WHAT IS BEING ASKED: Start at the line containing "The component shall locate the foliage" and transcribe every line exactly through the end of the records below, and only those lines.

INPUT ROWS:
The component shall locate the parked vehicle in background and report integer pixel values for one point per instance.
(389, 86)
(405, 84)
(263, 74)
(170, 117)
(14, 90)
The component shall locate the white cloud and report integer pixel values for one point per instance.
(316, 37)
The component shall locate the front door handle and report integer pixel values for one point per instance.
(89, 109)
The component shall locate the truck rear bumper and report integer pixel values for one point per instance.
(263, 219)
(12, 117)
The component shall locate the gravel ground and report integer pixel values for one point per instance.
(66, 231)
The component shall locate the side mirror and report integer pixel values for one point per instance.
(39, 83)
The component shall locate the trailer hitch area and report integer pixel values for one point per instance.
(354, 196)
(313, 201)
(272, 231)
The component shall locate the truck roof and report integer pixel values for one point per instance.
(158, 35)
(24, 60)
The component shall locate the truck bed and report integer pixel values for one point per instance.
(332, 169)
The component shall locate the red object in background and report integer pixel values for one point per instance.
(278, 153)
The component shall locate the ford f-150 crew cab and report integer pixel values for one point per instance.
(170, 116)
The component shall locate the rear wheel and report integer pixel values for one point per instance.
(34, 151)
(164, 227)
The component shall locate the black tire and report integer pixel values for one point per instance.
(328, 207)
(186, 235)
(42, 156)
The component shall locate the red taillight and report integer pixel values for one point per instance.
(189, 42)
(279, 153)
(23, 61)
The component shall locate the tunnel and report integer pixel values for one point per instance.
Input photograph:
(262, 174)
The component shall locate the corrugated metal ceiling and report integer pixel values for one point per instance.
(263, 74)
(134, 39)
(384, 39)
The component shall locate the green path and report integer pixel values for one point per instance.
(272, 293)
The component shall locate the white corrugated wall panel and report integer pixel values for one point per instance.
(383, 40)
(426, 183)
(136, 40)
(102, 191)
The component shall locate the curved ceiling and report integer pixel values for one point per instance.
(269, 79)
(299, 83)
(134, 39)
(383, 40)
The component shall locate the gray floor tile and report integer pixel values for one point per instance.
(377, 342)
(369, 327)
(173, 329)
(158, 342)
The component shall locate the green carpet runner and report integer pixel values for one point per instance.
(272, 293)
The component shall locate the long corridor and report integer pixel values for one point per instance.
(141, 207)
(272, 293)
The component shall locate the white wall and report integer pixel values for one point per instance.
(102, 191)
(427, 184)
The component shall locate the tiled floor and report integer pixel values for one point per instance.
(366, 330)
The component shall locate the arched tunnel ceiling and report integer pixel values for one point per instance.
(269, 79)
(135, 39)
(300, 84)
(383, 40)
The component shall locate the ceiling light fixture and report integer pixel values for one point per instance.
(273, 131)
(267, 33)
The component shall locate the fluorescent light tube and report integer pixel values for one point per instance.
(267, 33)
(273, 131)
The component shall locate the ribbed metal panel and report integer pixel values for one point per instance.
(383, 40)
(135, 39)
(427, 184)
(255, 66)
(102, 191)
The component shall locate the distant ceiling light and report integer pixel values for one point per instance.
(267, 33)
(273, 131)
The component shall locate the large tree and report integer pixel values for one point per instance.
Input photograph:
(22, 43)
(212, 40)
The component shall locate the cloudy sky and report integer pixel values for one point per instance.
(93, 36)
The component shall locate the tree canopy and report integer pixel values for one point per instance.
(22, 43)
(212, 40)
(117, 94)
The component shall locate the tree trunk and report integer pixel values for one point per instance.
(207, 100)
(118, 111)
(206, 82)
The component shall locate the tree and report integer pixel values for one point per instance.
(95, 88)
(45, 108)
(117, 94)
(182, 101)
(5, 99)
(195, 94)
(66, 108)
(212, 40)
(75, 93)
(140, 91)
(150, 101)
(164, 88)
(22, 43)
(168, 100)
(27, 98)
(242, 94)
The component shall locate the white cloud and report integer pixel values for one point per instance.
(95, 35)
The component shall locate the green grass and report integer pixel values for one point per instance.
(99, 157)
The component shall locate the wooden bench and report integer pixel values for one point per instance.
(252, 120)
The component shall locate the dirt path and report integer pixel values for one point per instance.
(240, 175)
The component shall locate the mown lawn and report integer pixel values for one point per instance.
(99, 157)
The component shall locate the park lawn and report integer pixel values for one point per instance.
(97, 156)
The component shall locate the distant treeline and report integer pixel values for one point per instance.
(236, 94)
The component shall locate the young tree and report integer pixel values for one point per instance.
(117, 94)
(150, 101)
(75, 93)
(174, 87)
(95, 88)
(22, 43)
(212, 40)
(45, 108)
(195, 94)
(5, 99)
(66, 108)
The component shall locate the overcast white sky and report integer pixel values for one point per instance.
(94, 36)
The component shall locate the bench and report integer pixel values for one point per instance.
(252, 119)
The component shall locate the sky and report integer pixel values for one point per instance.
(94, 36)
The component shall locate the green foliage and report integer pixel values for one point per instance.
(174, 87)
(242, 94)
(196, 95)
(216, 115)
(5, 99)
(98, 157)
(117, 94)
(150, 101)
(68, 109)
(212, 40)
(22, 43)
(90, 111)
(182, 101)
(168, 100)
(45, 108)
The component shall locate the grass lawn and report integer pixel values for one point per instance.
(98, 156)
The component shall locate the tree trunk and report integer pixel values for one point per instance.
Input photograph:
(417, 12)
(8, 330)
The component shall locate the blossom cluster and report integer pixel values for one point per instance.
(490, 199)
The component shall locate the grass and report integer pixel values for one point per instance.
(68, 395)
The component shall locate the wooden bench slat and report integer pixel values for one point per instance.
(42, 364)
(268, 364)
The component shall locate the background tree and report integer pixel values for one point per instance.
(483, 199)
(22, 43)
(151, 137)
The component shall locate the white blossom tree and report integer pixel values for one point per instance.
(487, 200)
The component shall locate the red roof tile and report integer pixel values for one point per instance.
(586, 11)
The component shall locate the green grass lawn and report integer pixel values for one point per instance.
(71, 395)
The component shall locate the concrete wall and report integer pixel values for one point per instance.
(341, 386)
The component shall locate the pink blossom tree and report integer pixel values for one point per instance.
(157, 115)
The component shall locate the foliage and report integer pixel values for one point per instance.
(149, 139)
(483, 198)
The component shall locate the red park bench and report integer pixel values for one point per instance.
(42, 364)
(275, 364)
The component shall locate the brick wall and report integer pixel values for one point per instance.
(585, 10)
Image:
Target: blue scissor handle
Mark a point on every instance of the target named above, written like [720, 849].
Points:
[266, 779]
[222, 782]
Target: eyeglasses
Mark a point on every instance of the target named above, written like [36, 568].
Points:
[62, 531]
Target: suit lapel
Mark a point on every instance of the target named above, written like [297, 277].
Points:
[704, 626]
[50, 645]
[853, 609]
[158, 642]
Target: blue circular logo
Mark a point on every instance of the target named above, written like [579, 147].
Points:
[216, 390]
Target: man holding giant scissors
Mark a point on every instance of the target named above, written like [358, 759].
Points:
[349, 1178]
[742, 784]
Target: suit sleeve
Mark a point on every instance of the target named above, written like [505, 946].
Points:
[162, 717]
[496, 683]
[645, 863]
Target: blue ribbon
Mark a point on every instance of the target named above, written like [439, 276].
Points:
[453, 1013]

RESULT OF THE TASK:
The component shall locate the foliage and report integer pixel values for one point per instance.
(149, 139)
(483, 198)
The component shall locate the red park bench and report integer pixel values for one point per instance.
(42, 364)
(275, 364)
The component shall locate the brick wall and report integer pixel values for one point per instance.
(585, 10)
Image:
Target: blue scissor handle
Mark a point on every instance of the target named above, written like [720, 849].
Points:
[266, 779]
[222, 782]
Target: eyeglasses
Mark a point on every instance of the target named above, written like [36, 568].
Points:
[62, 531]
Target: suit lapel
Mark a point on every instance of the target named above, written like [297, 277].
Points:
[704, 626]
[50, 645]
[853, 609]
[158, 642]
Target: blue circular logo
Mark a point on every instance of the target named above, written like [579, 147].
Points:
[216, 390]
Target: man holding giant scissors
Mark a point on every instance of the target named above, written like [358, 759].
Points:
[349, 1178]
[742, 784]
Target: suit sleeve
Mark a point on every instance of the target named above, written like [505, 946].
Points:
[162, 717]
[496, 683]
[645, 863]
Target: blue ribbon
Mark a point on every instance of the target named above, written like [439, 276].
Points:
[453, 1013]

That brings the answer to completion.